BEGIN Task material
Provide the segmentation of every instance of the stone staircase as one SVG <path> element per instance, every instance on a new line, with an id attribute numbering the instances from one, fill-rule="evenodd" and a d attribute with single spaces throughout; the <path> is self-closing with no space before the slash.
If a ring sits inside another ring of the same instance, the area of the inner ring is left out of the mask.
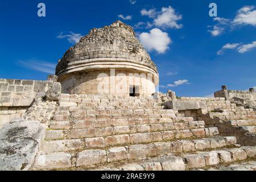
<path id="1" fill-rule="evenodd" d="M 253 109 L 237 106 L 229 101 L 207 103 L 207 113 L 198 115 L 207 127 L 218 127 L 222 136 L 237 137 L 242 146 L 256 145 L 256 112 Z"/>
<path id="2" fill-rule="evenodd" d="M 61 94 L 33 169 L 185 170 L 255 157 L 235 137 L 161 104 L 150 97 Z"/>

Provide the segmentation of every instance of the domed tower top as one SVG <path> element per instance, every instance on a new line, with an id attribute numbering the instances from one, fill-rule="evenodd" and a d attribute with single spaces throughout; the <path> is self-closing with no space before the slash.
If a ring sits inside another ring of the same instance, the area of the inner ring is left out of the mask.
END Task material
### Goal of the exercise
Render every line of the listing above as a Markdown table with the columns Row and Line, numbering the rows and skipping blank lines. Omit the pictures.

### Solved problem
| Row | Line |
|---|---|
| 1 | Provide the segmentation of every instance of the stone staircase as one SVG <path> element per instance, every instance on a new line, with an id attribute numbering the instances from one, fill-rule="evenodd" and a d attribute with single spaces throughout; the <path> is self-closing with no space before the slash. |
| 2 | If a ring sits inside another ring of the same instance, the area of the inner ring is left out of the mask. |
| 3 | <path id="1" fill-rule="evenodd" d="M 253 109 L 237 106 L 229 101 L 207 103 L 207 113 L 198 115 L 207 127 L 218 127 L 222 136 L 237 137 L 242 146 L 256 145 L 256 112 Z"/> |
| 4 | <path id="2" fill-rule="evenodd" d="M 61 94 L 33 169 L 185 170 L 255 157 L 235 137 L 161 104 L 150 97 Z"/> |
| 5 | Provide the segmentation of every instance of the domed tower top as one SVG <path> element per instance, every instance on a new line, with an id attribute numbering the instances from one, fill-rule="evenodd" and a d attribute with single spaces throughout; the <path> is self-closing with no space before the slash. |
| 6 | If a ring sits inside another ring of the same instance, the area of the inner ring is left out of the mask. |